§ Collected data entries
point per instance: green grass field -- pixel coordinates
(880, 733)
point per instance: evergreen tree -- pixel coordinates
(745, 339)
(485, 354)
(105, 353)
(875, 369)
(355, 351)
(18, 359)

§ What this task involves
Convert the entries above into a Markdown table with two columns, Row and Line, numbering each line in order and leaving out any blank lines.

§ Answer below
| Row | Line |
|---|---|
| 1 | point per instance: green grass field -- pixel coordinates |
| 2 | (880, 733) |
| 3 | point per instance: evergreen tree -- pixel coordinates |
| 4 | (745, 339) |
| 5 | (485, 354) |
| 6 | (105, 353) |
| 7 | (875, 369) |
| 8 | (355, 351) |
| 9 | (18, 359) |